Liberia was one of the first countries to start screening passengers for COVID-19 at airports. However, initially it had just one or two functioning PCR analysis devices.

On 18 March, China donated medical supplies to Liberia.

On 13 April, the International Monetary Fund granted Liberia debt service relief, of an unknown amount.

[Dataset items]
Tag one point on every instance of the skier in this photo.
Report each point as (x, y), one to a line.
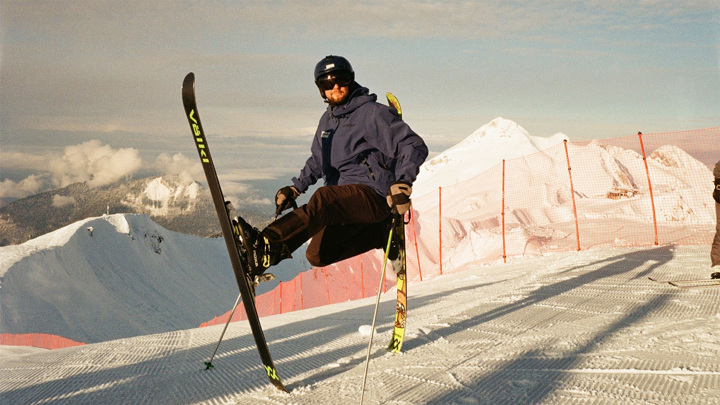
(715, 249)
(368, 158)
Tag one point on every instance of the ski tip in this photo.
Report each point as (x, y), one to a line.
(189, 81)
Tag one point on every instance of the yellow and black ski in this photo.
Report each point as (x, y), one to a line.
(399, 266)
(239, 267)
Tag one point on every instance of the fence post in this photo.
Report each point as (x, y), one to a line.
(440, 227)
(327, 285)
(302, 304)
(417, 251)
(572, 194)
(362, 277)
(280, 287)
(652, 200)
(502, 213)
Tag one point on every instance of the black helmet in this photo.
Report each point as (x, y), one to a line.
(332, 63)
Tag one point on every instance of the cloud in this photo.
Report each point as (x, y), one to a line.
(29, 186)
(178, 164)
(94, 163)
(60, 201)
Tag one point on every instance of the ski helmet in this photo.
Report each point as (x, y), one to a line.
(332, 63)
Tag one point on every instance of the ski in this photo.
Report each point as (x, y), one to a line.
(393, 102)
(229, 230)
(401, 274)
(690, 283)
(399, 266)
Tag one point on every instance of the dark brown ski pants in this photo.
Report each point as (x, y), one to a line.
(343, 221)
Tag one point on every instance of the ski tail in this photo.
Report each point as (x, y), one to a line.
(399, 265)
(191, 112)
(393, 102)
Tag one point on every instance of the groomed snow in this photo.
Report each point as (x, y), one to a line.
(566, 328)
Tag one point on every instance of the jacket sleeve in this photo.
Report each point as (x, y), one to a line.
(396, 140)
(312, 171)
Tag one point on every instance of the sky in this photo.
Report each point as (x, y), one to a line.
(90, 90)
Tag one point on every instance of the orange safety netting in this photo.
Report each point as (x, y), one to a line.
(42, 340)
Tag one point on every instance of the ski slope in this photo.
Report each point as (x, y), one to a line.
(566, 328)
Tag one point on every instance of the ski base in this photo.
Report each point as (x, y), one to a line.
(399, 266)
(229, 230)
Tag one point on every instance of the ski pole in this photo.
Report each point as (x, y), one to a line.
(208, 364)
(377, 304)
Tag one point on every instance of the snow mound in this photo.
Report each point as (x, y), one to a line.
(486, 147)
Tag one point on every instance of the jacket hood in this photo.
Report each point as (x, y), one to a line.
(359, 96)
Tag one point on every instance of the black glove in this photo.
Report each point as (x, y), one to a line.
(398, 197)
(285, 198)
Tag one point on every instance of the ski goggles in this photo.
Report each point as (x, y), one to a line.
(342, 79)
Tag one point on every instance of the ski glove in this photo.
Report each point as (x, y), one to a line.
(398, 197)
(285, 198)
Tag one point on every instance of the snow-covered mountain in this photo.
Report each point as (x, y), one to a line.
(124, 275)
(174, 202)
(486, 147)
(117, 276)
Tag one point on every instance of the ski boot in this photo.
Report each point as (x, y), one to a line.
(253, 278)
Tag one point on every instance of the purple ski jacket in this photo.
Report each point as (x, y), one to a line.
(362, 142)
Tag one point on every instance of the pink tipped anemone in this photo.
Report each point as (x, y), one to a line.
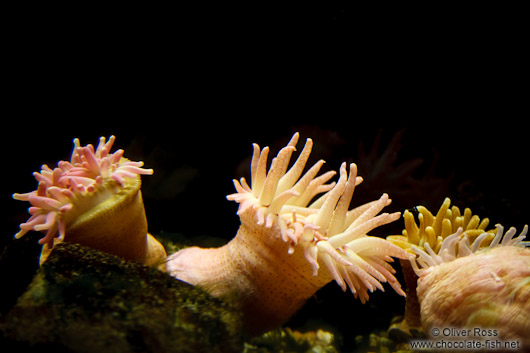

---

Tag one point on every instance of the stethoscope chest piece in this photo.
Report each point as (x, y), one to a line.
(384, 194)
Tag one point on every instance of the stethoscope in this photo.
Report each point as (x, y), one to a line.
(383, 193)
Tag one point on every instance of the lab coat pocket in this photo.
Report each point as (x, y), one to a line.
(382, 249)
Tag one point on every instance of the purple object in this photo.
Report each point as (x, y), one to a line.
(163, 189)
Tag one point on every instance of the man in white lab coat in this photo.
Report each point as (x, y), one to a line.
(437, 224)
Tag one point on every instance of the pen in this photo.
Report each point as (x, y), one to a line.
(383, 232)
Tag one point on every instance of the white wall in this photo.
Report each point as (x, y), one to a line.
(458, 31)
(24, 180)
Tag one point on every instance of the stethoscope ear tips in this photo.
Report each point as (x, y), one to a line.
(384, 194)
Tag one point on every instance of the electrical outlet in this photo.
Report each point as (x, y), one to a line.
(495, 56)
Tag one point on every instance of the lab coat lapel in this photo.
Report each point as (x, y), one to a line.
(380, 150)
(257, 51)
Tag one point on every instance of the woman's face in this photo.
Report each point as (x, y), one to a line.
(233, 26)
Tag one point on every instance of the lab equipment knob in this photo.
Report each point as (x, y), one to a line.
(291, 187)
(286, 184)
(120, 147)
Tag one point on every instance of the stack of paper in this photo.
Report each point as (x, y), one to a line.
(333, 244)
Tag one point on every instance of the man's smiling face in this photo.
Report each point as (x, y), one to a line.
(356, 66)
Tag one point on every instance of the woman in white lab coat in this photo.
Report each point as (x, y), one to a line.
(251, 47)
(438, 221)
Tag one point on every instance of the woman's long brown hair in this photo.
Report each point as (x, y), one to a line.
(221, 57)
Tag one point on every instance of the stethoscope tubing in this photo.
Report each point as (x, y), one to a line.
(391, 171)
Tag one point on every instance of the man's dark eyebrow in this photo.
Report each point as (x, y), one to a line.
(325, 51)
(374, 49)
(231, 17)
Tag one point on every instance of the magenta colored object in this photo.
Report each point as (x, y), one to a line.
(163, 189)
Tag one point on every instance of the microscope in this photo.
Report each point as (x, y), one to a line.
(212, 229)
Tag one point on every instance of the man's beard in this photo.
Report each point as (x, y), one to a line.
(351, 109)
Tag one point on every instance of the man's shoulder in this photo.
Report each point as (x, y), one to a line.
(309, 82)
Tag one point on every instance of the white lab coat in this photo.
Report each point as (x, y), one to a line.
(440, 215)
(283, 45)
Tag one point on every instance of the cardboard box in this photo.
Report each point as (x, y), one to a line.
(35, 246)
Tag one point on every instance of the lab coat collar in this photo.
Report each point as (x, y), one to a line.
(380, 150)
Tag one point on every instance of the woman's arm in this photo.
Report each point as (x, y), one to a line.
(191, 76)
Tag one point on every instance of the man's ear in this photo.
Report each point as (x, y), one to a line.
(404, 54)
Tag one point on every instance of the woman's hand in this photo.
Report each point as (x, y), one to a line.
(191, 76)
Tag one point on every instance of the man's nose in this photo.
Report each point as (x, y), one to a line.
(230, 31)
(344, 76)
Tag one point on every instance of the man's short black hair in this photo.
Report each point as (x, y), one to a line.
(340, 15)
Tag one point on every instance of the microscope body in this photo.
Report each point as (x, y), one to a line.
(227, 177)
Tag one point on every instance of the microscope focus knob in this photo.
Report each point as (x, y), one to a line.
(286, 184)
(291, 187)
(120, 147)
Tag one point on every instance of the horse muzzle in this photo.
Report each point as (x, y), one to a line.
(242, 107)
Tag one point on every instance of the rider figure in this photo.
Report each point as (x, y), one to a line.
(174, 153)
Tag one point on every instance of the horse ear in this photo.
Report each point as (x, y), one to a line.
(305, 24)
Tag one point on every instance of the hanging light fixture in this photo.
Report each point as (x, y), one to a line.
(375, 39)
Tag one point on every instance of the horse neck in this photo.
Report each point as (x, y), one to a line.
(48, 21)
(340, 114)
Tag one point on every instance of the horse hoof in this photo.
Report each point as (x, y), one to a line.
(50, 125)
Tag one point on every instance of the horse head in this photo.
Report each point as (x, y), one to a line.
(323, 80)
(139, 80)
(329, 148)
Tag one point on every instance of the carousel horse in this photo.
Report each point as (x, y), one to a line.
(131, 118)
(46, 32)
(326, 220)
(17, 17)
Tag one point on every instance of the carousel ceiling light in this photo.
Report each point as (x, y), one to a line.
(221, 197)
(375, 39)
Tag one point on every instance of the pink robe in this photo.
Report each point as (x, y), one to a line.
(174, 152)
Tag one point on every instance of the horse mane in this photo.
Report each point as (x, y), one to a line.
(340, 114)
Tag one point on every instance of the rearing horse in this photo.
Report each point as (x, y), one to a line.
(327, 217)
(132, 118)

» Task details
Extend the passage on Liberia's response to COVID-19 from its last sentence.

» Output of the task
There has been controversy in the country over whether people with infections should be named. The National Public Health Institute of Liberia's policy was to not release names of people with infections to reduce stigmatization and protect privacy, but other government officials (President George Weah, Information Minister Lenn Eugene Nagbe) have advocated for releasing names for better contact tracing.